Required tasks
1/ In the text on spotting lies, what is past behavior described as often predicting?
2/ Condense the paragraph of the text on spotting lies that begins "We have been gifted with the incredible ability" into a short bulleted list that keeps its main points.
3/ From the text on spotting lies, quote the passage that opens with the words containing "We have been" and closes with "in very handy.".

═════ Source document ═════

Is the person’s past fraught with infidelity, addiction, poor job performance, etc? If so, this is a good indication that there may still be elements of dishonesty present. I’m not saying that a person cannot change, but behaviors and a person’s personality does become engrained in who they are. I encourage you to pay attention to these past aspects of a person’s life.

Remember, past behavior is often a predictor of future behavior and this is why it’s of utmost importance to either correct your own negative behaviors, and or recognize this pattern of behavior in other people.

5.      Your gut instinct is that the person is lying.

We have been gifted with the incredible ability to have a “gut instinct”. This is the feeling that passes over us when we know that there’s something not right with a situation or alternately, when we realize that we are about to embark on a positive endeavor. You “knew” when you met your husband. You “knew” that Carly was lying to you about staying out all night and later you found a receipt that confirmed your suspicions. You “knew” that someone at work didn’t like you and later your boss comes to you to tell you that that person has complained about your laughing (or some other benign issue). Just a few of the many situations where your gut instinct comes in very handy.

═════ Records provided ═════

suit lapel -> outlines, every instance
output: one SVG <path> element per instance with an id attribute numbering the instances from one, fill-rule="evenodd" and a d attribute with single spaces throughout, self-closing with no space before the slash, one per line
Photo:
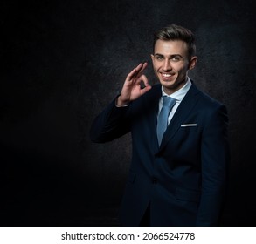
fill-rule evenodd
<path id="1" fill-rule="evenodd" d="M 152 92 L 149 92 L 147 96 L 147 107 L 149 108 L 149 126 L 152 129 L 151 133 L 151 145 L 153 146 L 153 152 L 157 152 L 159 149 L 157 135 L 156 135 L 156 123 L 157 123 L 157 112 L 159 109 L 159 99 L 162 96 L 161 85 L 156 85 L 156 89 Z"/>
<path id="2" fill-rule="evenodd" d="M 176 111 L 172 119 L 170 120 L 166 132 L 163 134 L 162 143 L 160 145 L 159 152 L 162 151 L 168 141 L 172 139 L 176 132 L 179 129 L 183 122 L 190 113 L 190 111 L 195 106 L 198 100 L 198 90 L 194 85 L 191 85 L 186 96 L 182 100 L 177 110 Z"/>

═════

Exercise results
1/ Future behavior.

2/
- People have a "gut instinct": a feeling that tells them when something about a situation is not right, or when they are about to start something positive.
- Examples: knowing when you met your husband, sensing that Carly was lying about staying out all night before a receipt confirmed it, and sensing that a coworker disliked you before your boss reported that person's complaint.
- These are a few of the many situations where gut instinct proves useful.

3/
We have been gifted with the incredible ability to have a “gut instinct”. This is the feeling that passes over us when we know that there’s something not right with a situation or alternately, when we realize that we are about to embark on a positive endeavor. You “knew” when you met your husband. You “knew” that Carly was lying to you about staying out all night and later you found a receipt that confirmed your suspicions. You “knew” that someone at work didn’t like you and later your boss comes to you to tell you that that person has complained about your laughing (or some other benign issue). Just a few of the many situations where your gut instinct comes in very handy.